### AIM OF THE EXERCISE
Revise the stretch of lines from the one containing "task: outline the boy's neck" through the one containing "125L137 119L139 111L123", swapping "example of the format" for "format sample" and leaving everything else untouched. Return only those lines.

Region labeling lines
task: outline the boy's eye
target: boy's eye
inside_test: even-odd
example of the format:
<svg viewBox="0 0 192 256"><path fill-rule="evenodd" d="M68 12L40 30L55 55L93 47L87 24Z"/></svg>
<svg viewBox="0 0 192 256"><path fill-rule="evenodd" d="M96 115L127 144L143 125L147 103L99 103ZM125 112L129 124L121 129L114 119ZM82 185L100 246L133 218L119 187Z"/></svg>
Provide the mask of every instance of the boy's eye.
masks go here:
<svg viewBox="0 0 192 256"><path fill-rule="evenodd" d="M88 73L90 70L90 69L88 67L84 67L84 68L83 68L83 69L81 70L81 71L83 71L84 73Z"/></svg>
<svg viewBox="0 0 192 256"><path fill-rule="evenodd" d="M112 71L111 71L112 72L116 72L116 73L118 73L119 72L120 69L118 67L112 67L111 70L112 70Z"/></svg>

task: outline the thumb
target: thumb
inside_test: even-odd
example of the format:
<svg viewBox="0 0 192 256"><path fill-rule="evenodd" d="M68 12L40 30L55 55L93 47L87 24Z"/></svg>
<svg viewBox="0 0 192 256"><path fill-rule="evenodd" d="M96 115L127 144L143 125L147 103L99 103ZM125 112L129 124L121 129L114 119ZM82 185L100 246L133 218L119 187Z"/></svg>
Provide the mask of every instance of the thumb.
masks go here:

--

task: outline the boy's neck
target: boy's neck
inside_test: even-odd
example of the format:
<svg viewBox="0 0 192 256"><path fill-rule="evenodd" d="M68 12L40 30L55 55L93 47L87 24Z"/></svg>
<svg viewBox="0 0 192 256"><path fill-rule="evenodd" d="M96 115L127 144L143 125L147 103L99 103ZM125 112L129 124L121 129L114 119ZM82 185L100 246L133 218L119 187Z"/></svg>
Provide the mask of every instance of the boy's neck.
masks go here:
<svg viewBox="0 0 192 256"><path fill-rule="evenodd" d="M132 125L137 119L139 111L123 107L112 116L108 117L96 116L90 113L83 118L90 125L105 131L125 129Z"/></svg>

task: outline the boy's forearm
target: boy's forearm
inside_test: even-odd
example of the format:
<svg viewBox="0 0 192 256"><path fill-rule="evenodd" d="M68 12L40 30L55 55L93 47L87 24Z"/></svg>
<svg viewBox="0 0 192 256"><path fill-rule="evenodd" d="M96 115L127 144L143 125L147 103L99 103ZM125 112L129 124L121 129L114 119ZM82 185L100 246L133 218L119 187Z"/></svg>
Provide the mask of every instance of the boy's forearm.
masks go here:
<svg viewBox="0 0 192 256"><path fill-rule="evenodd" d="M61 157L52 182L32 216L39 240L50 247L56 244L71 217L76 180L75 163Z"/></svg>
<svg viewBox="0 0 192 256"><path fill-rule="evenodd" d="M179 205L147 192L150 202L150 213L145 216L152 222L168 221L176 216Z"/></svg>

### ANSWER FOR THE TASK
task: outline the boy's neck
target: boy's neck
inside_test: even-odd
format sample:
<svg viewBox="0 0 192 256"><path fill-rule="evenodd" d="M68 12L40 30L55 55L93 47L87 24Z"/></svg>
<svg viewBox="0 0 192 256"><path fill-rule="evenodd" d="M96 115L127 144L143 125L147 103L99 103ZM125 112L129 124L121 129L114 119ZM82 185L100 246L133 218L119 187Z"/></svg>
Provide the mask of every instance of the boy's neck.
masks go here:
<svg viewBox="0 0 192 256"><path fill-rule="evenodd" d="M132 125L137 119L139 111L123 107L112 116L108 117L96 116L90 113L83 118L90 125L105 131L125 129Z"/></svg>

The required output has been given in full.